| EXERCISE PROMPT |
Please give back, exactly as written, only the line containing "Expected behaviour: for every instance of the window" and every line after it until the data below ends.

| DATA FOR PROCESSING |
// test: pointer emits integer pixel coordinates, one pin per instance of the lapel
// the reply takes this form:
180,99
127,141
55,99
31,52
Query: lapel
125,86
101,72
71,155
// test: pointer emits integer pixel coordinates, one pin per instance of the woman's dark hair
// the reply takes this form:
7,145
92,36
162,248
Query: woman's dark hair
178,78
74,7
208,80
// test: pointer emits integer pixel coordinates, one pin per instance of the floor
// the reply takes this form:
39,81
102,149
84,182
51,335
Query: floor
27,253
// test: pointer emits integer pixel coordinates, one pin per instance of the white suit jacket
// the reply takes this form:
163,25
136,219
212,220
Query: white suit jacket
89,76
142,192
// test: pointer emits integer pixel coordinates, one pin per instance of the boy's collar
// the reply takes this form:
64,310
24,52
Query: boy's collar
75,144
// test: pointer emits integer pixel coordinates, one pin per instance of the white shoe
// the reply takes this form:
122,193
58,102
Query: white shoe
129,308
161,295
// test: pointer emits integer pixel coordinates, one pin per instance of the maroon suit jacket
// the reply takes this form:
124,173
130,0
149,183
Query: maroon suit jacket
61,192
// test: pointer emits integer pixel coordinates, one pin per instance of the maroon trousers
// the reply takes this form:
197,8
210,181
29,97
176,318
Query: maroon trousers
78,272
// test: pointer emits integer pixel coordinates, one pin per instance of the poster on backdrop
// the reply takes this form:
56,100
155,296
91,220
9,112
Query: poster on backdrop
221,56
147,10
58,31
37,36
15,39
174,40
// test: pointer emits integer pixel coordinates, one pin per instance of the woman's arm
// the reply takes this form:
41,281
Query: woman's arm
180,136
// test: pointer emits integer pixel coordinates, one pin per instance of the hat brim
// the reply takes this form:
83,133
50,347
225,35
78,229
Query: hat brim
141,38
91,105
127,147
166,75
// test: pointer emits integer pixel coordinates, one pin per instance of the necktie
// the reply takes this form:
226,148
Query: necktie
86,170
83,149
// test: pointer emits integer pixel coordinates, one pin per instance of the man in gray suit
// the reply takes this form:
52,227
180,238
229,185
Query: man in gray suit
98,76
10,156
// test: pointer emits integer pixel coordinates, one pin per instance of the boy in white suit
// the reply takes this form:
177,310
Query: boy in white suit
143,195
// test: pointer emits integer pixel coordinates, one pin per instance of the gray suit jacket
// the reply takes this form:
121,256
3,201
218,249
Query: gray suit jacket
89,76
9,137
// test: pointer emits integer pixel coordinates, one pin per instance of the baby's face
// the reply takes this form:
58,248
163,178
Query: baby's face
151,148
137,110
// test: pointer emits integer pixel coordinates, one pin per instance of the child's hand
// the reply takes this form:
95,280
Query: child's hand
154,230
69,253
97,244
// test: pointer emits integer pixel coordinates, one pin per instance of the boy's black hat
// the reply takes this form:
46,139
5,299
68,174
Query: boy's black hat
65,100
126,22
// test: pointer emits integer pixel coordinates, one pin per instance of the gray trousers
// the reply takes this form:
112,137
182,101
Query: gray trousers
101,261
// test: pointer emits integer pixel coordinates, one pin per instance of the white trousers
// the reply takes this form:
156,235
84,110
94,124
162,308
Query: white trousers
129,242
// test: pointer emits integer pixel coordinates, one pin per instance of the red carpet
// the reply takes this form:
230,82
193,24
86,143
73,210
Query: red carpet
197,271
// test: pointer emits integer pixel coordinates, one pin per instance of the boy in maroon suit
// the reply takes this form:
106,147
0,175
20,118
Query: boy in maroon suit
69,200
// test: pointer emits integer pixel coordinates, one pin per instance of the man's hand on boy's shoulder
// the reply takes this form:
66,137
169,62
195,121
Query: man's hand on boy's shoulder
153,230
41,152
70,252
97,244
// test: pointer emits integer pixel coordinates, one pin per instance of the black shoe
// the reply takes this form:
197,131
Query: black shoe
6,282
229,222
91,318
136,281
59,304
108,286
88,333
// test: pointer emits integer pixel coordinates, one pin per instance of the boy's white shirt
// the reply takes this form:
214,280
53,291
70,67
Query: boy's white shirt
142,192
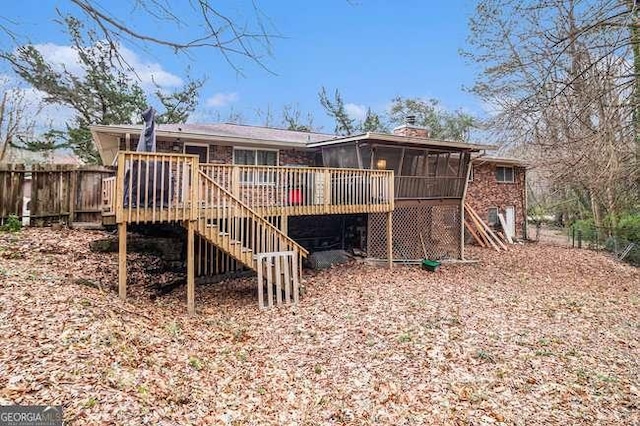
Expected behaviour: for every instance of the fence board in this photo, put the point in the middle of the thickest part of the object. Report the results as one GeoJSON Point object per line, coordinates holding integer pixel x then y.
{"type": "Point", "coordinates": [56, 192]}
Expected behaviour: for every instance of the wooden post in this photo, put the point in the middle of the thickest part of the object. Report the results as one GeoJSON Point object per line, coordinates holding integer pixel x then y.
{"type": "Point", "coordinates": [190, 268]}
{"type": "Point", "coordinates": [235, 181]}
{"type": "Point", "coordinates": [327, 191]}
{"type": "Point", "coordinates": [119, 192]}
{"type": "Point", "coordinates": [390, 239]}
{"type": "Point", "coordinates": [73, 189]}
{"type": "Point", "coordinates": [462, 201]}
{"type": "Point", "coordinates": [122, 260]}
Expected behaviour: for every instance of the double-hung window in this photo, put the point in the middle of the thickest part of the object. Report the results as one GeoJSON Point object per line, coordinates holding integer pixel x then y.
{"type": "Point", "coordinates": [255, 157]}
{"type": "Point", "coordinates": [492, 218]}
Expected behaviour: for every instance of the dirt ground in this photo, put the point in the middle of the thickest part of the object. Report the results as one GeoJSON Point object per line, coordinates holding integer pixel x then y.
{"type": "Point", "coordinates": [537, 335]}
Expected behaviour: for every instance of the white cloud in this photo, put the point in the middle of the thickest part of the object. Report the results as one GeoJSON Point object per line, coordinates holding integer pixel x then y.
{"type": "Point", "coordinates": [148, 73]}
{"type": "Point", "coordinates": [359, 112]}
{"type": "Point", "coordinates": [221, 99]}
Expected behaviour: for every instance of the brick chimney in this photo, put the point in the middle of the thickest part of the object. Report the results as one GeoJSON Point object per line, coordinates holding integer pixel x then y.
{"type": "Point", "coordinates": [410, 129]}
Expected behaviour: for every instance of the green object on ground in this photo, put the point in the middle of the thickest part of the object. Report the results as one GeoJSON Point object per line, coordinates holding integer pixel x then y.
{"type": "Point", "coordinates": [431, 265]}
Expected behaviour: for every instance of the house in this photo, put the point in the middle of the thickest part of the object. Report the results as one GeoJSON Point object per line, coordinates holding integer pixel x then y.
{"type": "Point", "coordinates": [246, 193]}
{"type": "Point", "coordinates": [497, 185]}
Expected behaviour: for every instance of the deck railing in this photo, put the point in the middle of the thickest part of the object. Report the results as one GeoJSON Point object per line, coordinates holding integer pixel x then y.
{"type": "Point", "coordinates": [225, 219]}
{"type": "Point", "coordinates": [154, 187]}
{"type": "Point", "coordinates": [314, 190]}
{"type": "Point", "coordinates": [421, 187]}
{"type": "Point", "coordinates": [159, 187]}
{"type": "Point", "coordinates": [108, 195]}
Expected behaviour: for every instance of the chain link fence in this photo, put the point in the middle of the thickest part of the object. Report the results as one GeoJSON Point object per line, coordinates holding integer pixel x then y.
{"type": "Point", "coordinates": [603, 238]}
{"type": "Point", "coordinates": [419, 231]}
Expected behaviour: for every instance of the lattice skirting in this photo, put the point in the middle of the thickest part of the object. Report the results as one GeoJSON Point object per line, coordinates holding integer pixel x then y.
{"type": "Point", "coordinates": [438, 225]}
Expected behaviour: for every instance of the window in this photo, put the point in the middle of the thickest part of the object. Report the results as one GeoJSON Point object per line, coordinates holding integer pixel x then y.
{"type": "Point", "coordinates": [504, 174]}
{"type": "Point", "coordinates": [201, 151]}
{"type": "Point", "coordinates": [255, 157]}
{"type": "Point", "coordinates": [493, 216]}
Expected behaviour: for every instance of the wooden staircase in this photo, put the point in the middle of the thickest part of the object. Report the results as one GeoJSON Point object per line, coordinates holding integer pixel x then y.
{"type": "Point", "coordinates": [226, 206]}
{"type": "Point", "coordinates": [239, 231]}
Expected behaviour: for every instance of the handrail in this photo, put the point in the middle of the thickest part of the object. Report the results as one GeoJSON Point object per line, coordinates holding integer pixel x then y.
{"type": "Point", "coordinates": [154, 186]}
{"type": "Point", "coordinates": [305, 190]}
{"type": "Point", "coordinates": [254, 215]}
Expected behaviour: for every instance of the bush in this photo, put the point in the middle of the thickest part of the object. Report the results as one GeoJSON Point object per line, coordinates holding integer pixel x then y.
{"type": "Point", "coordinates": [12, 224]}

| FINISHED TASK |
Expected behaviour: for every instance of the window in this photo, put the point in the middle of the thickest part of the object. Report the results as one GeoJSON Point object per line, coordinates holding integer pixel x then y.
{"type": "Point", "coordinates": [504, 174]}
{"type": "Point", "coordinates": [201, 151]}
{"type": "Point", "coordinates": [255, 157]}
{"type": "Point", "coordinates": [493, 216]}
Expected behaviour: for every instance of the wooden staircase in this photo, put the point in the middle of the thickest part of the object. Report the results as one GeoJSON Point object per line, coordinates holding integer pixel x then y.
{"type": "Point", "coordinates": [226, 206]}
{"type": "Point", "coordinates": [239, 231]}
Expected behaviour: for every instance of the handrail in this photo, put the point in the middle of the thickest part of the object. Report the results as one GeoJSON Point object per line, coordinates holding integer pixel x then y.
{"type": "Point", "coordinates": [154, 186]}
{"type": "Point", "coordinates": [305, 190]}
{"type": "Point", "coordinates": [254, 215]}
Expected behaviour: for every instance of the bush in this photo, put the point in the middle of the thickest part of the object. Report the results as one GeoJSON Point object per line, coordinates holding integer pixel x then y.
{"type": "Point", "coordinates": [12, 224]}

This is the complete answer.